*** Data supplied

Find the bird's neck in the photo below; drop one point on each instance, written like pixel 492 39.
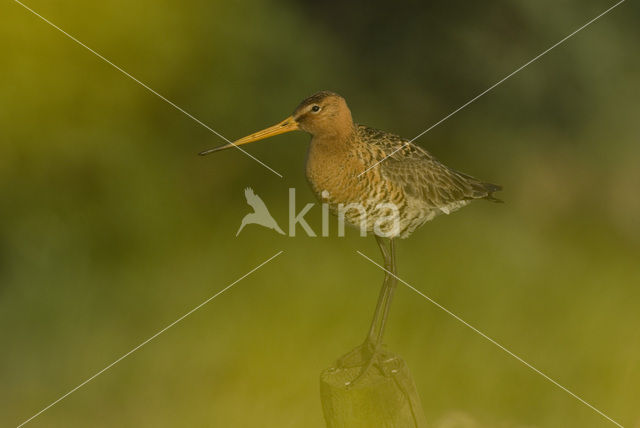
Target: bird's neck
pixel 339 140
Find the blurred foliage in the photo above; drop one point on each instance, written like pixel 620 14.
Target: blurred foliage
pixel 111 227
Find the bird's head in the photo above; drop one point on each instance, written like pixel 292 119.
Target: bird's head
pixel 324 113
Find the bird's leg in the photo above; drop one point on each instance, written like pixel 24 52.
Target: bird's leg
pixel 367 353
pixel 390 281
pixel 371 339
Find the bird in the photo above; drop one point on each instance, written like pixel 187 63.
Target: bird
pixel 380 173
pixel 260 215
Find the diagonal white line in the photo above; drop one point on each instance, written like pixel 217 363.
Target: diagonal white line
pixel 494 85
pixel 151 338
pixel 171 103
pixel 494 342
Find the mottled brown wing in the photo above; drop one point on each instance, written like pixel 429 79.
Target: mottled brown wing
pixel 421 175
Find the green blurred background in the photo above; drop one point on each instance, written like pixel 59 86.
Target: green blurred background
pixel 111 227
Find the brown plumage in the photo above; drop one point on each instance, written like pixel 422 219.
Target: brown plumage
pixel 356 164
pixel 380 182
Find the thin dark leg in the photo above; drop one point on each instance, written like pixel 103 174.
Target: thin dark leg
pixel 390 282
pixel 371 337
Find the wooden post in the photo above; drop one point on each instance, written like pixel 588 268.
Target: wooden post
pixel 384 396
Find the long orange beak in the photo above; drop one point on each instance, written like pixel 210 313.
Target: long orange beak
pixel 287 125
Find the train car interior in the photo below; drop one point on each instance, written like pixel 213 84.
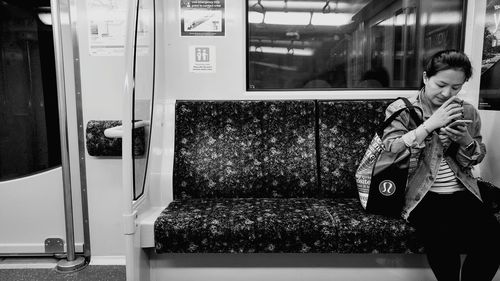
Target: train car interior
pixel 217 139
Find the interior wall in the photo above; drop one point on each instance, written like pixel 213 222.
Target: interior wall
pixel 102 79
pixel 102 85
pixel 490 167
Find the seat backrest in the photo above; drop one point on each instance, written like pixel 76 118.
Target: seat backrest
pixel 238 149
pixel 346 128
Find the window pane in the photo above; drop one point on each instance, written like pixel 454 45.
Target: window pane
pixel 29 130
pixel 489 94
pixel 143 91
pixel 299 44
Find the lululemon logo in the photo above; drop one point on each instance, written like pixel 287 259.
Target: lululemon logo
pixel 387 187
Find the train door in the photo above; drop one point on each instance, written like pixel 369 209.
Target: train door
pixel 32 215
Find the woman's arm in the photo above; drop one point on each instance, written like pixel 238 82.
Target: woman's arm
pixel 472 153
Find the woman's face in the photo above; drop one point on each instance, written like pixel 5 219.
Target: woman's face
pixel 443 85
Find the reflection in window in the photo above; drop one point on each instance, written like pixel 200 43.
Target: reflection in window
pixel 489 95
pixel 29 130
pixel 296 44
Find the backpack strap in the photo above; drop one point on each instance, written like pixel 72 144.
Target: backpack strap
pixel 413 115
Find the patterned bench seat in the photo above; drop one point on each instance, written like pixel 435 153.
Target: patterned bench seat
pixel 274 177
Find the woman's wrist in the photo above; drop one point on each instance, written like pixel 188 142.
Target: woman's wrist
pixel 468 145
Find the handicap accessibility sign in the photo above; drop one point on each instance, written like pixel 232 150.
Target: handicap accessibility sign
pixel 202 59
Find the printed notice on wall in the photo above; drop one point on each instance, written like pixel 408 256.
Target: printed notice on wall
pixel 107 25
pixel 489 89
pixel 202 59
pixel 202 18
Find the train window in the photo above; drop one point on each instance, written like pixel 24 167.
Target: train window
pixel 29 132
pixel 143 91
pixel 489 98
pixel 338 44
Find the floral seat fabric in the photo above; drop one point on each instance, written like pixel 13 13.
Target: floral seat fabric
pixel 270 225
pixel 274 177
pixel 346 128
pixel 238 149
pixel 360 232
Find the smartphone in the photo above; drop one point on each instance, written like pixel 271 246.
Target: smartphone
pixel 460 122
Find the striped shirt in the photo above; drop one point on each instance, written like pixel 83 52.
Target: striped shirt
pixel 446 182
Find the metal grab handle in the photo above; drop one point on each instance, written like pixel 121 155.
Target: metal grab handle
pixel 117 131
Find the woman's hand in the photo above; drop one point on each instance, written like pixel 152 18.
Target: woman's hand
pixel 445 139
pixel 447 112
pixel 458 134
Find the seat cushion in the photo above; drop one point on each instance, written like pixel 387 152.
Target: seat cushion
pixel 345 131
pixel 271 225
pixel 360 232
pixel 244 149
pixel 249 225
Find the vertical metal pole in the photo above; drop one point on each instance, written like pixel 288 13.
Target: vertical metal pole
pixel 72 263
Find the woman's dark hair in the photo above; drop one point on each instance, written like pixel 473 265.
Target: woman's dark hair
pixel 449 59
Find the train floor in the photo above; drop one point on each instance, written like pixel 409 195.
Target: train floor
pixel 44 270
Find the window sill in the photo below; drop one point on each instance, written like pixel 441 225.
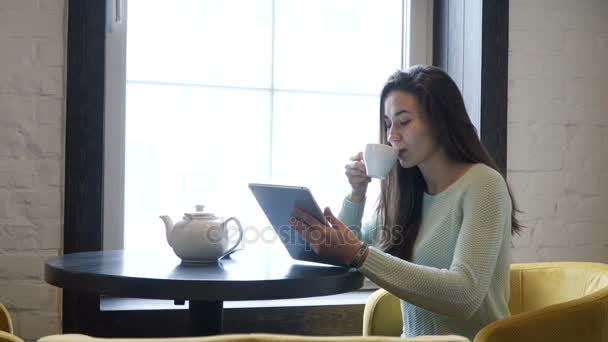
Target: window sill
pixel 136 304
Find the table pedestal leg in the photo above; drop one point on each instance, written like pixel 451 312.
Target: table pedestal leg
pixel 205 318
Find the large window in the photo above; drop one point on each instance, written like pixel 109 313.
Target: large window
pixel 221 93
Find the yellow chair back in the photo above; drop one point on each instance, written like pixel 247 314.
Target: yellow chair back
pixel 561 288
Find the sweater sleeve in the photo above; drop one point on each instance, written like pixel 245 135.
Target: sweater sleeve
pixel 458 291
pixel 351 214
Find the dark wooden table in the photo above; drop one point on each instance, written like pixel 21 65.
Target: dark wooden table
pixel 245 275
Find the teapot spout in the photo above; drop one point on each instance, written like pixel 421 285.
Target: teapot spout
pixel 168 226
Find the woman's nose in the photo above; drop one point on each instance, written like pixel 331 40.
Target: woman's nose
pixel 393 136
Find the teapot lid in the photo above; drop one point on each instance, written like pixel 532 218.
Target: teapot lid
pixel 200 213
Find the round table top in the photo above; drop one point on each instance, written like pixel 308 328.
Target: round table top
pixel 256 274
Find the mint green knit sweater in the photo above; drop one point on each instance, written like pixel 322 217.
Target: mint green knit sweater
pixel 458 281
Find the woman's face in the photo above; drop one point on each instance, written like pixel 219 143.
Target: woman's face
pixel 407 129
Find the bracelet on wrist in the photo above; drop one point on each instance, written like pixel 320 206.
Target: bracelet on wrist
pixel 358 258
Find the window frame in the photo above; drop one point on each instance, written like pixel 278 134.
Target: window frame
pixel 417 48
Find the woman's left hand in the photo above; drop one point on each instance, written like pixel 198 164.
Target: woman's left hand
pixel 333 240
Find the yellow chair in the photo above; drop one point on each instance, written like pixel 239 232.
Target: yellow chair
pixel 553 301
pixel 6 327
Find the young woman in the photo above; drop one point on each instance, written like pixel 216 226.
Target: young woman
pixel 441 233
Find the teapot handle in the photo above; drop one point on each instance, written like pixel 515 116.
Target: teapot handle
pixel 238 223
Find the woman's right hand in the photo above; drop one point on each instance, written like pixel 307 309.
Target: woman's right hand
pixel 357 177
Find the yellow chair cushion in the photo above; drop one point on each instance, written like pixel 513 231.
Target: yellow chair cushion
pixel 553 301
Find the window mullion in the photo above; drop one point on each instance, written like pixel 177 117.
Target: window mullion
pixel 272 91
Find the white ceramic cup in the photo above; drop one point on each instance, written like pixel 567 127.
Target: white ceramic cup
pixel 379 159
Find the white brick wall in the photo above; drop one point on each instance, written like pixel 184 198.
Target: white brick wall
pixel 32 45
pixel 558 128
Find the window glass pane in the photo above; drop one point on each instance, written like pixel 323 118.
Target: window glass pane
pixel 192 145
pixel 337 45
pixel 210 42
pixel 313 137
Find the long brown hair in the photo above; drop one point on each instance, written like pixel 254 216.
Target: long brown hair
pixel 400 204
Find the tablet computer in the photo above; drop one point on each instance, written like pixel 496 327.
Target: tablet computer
pixel 277 202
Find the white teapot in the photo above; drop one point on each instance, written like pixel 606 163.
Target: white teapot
pixel 200 237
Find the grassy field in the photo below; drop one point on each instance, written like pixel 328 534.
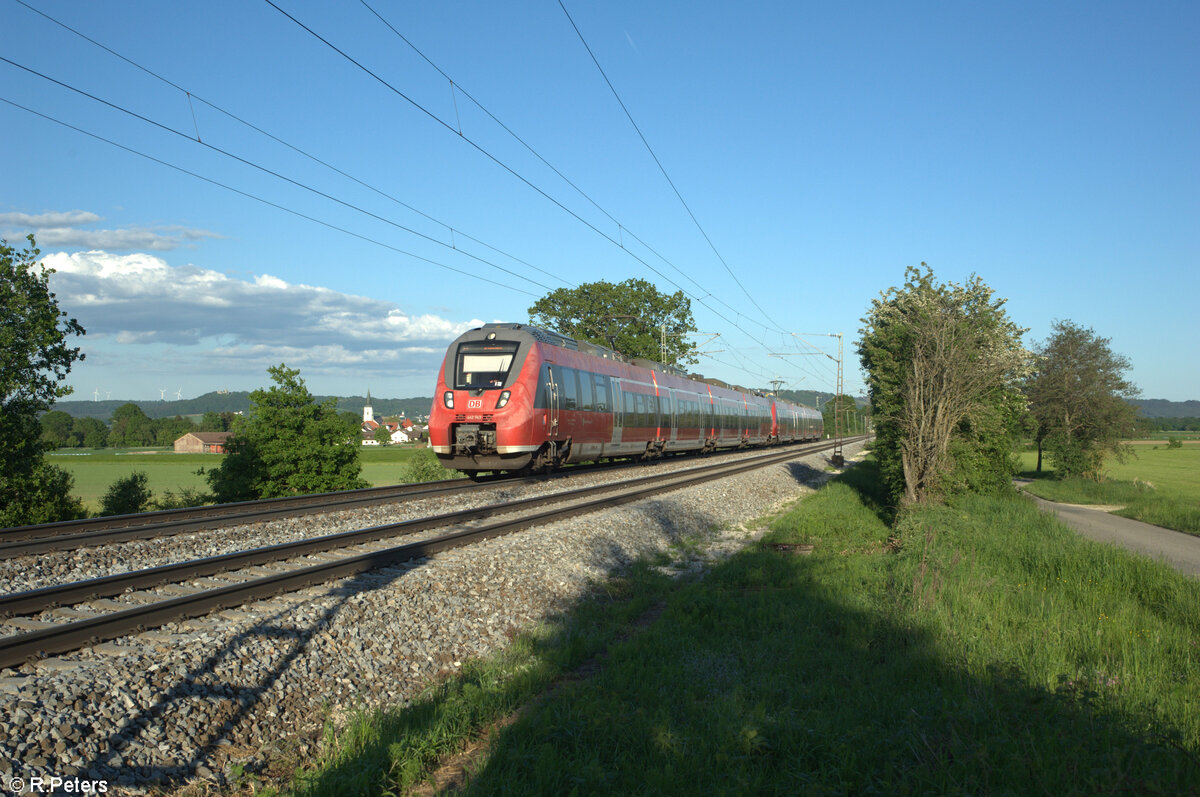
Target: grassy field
pixel 976 648
pixel 1157 485
pixel 96 469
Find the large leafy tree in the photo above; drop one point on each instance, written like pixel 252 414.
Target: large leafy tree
pixel 631 317
pixel 1079 400
pixel 288 444
pixel 945 366
pixel 35 358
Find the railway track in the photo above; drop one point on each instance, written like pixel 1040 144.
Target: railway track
pixel 265 571
pixel 69 535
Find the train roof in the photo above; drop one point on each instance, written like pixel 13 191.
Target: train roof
pixel 563 341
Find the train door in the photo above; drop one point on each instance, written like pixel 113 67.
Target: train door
pixel 618 414
pixel 552 381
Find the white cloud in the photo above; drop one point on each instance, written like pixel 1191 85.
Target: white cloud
pixel 64 229
pixel 37 221
pixel 142 299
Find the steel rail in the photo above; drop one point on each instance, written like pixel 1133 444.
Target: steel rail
pixel 10 550
pixel 219 513
pixel 29 646
pixel 45 598
pixel 66 535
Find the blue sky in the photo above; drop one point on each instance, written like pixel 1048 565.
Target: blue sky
pixel 1049 148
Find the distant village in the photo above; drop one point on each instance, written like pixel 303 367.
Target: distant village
pixel 399 430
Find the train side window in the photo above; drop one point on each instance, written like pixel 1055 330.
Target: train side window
pixel 587 400
pixel 570 389
pixel 539 400
pixel 601 393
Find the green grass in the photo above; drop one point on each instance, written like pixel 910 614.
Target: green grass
pixel 976 648
pixel 1157 485
pixel 96 469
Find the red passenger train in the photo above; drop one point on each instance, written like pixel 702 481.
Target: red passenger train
pixel 513 397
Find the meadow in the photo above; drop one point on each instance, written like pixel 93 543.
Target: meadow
pixel 1157 485
pixel 96 469
pixel 979 647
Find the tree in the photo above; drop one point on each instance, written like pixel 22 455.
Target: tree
pixel 131 426
pixel 89 432
pixel 168 430
pixel 945 365
pixel 127 496
pixel 288 444
pixel 1079 399
pixel 629 317
pixel 35 358
pixel 57 429
pixel 215 421
pixel 851 415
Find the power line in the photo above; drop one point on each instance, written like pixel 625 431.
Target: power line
pixel 261 199
pixel 271 172
pixel 504 166
pixel 661 168
pixel 191 95
pixel 533 151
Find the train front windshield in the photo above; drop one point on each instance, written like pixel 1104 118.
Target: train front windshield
pixel 484 364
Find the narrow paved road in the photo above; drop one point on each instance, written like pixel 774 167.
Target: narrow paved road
pixel 1176 549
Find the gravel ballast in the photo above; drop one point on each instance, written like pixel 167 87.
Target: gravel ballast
pixel 199 699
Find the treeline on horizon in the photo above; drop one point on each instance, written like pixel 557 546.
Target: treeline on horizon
pixel 237 402
pixel 130 426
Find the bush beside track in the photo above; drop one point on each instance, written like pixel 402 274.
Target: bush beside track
pixel 979 647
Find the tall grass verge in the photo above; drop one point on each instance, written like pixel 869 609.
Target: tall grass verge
pixel 973 648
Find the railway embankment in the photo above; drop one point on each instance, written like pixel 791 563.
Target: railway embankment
pixel 977 647
pixel 249 691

******

#### [Instructions to follow]
Return the entries from the beginning through the line containing "pixel 324 113", both ends included, copied line for line. Leave the pictures out of what you return.

#### [Correct response]
Find the bird's neck in the photo below; drop one point on each instance, written like pixel 492 39.
Target: bird's neck
pixel 339 140
Find the blurred foliage in the photo above; drop one point on each instance, written like pixel 620 14.
Target: blurred foliage
pixel 111 227
Find the bird's head in the photo above; drop one point on each instance, written like pixel 292 119.
Target: bird's head
pixel 324 113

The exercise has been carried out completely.